- Given problem
Starting at the first line of the entries and stopping after the line that contains "[79,35,94,91]", rewrite every line with 79 added to each bounding-box coordinate and all other text unchanged. Leave the picture lines out.

- Information given
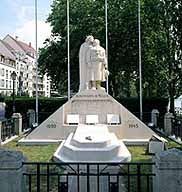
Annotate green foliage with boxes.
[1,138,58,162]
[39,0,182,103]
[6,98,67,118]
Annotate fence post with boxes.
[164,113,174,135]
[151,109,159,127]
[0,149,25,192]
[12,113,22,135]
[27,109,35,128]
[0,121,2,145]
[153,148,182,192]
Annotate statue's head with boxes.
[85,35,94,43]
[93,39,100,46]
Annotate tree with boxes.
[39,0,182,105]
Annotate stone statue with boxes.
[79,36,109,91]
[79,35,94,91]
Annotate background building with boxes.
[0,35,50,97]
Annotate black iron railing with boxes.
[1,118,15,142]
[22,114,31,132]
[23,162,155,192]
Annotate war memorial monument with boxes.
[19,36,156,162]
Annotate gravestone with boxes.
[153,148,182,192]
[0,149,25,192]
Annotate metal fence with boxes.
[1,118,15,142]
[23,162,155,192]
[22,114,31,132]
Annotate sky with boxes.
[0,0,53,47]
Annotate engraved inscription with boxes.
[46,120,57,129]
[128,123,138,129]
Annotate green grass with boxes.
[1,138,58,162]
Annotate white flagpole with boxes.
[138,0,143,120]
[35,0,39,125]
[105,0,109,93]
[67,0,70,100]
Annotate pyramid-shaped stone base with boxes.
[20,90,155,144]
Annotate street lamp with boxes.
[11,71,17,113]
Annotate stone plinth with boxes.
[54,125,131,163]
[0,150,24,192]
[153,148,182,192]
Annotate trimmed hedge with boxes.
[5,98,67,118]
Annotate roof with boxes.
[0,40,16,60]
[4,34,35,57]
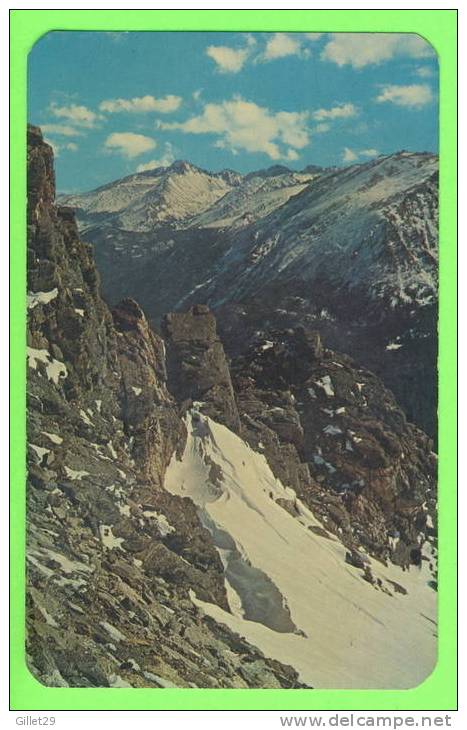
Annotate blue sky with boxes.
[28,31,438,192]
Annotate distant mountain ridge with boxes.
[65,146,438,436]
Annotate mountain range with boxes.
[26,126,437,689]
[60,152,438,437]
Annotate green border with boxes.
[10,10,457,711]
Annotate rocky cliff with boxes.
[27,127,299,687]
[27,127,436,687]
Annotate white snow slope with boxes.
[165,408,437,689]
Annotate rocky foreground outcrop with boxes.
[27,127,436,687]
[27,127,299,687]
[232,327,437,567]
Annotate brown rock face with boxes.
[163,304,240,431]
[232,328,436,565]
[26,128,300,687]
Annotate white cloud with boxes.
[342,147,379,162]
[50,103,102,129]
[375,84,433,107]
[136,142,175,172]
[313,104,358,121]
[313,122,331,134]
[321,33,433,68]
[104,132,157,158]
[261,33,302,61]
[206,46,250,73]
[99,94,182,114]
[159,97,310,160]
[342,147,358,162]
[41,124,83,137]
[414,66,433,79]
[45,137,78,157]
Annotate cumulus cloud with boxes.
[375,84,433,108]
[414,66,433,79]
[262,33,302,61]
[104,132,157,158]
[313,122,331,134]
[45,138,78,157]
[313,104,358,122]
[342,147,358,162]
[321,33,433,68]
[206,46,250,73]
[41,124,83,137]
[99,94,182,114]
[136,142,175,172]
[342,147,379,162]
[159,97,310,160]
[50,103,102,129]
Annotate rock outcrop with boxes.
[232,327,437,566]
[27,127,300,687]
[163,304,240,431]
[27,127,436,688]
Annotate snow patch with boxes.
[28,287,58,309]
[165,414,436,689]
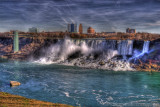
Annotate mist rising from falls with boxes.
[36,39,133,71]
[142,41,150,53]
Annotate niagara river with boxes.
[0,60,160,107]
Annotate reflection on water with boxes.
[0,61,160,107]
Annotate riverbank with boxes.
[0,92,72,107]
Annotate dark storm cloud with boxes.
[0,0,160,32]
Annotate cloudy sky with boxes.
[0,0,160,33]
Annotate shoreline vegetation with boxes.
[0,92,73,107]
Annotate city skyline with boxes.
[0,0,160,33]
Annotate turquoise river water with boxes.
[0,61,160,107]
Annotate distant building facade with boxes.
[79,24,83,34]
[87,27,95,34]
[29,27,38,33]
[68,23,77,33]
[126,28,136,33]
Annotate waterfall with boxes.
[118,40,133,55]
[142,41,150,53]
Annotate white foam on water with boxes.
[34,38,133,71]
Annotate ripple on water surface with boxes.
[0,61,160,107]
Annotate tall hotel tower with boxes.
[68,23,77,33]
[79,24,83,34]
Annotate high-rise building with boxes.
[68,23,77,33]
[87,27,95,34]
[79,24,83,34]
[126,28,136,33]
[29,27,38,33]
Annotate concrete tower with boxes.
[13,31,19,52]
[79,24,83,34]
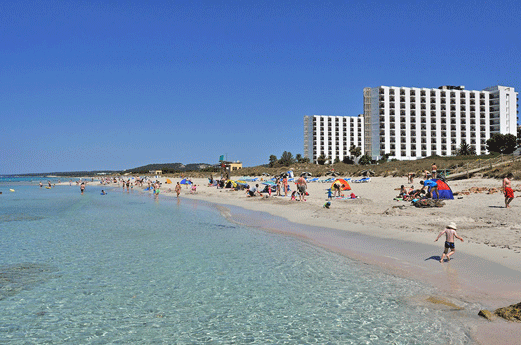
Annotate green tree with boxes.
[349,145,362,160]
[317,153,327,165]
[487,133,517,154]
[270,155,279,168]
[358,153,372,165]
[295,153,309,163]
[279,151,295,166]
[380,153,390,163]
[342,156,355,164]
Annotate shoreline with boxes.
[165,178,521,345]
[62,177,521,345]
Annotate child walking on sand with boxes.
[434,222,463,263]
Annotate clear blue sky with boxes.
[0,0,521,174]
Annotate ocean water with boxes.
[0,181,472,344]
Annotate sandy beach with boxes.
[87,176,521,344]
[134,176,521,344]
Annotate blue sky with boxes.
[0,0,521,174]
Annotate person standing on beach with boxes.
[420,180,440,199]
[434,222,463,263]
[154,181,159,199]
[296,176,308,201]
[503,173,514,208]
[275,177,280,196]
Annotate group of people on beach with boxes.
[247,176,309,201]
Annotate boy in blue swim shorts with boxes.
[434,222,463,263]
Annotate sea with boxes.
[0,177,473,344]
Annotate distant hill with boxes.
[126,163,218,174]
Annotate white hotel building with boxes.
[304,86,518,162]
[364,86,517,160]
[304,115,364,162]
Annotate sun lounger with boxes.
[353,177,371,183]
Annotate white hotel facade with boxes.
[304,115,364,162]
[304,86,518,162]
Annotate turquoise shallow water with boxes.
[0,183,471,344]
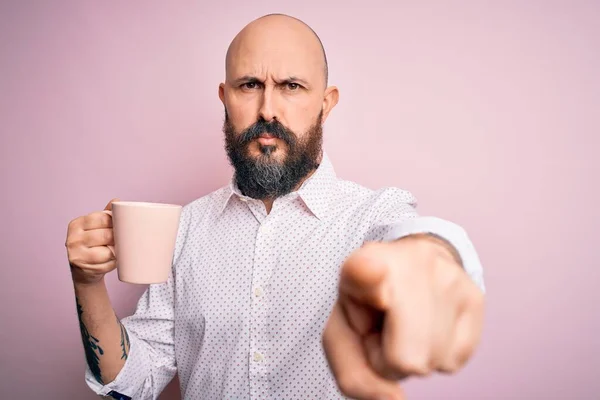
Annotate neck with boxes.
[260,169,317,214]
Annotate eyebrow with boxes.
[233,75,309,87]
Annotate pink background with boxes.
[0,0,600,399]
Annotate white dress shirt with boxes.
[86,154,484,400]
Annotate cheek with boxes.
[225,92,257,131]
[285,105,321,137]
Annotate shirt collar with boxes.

- Output of the exercise
Annotate green foliage with boxes.
[80,217,137,241]
[118,79,261,182]
[85,177,146,197]
Annotate fence post with boxes.
[243,192,253,214]
[230,188,238,206]
[79,228,104,271]
[91,192,101,214]
[106,188,114,207]
[79,200,81,224]
[232,227,261,271]
Annotate statue's head with boxes.
[164,114,173,122]
[172,118,179,125]
Annotate tree with boxes.
[118,79,261,184]
Annotate stone statue with boxes.
[158,115,188,170]
[158,114,173,170]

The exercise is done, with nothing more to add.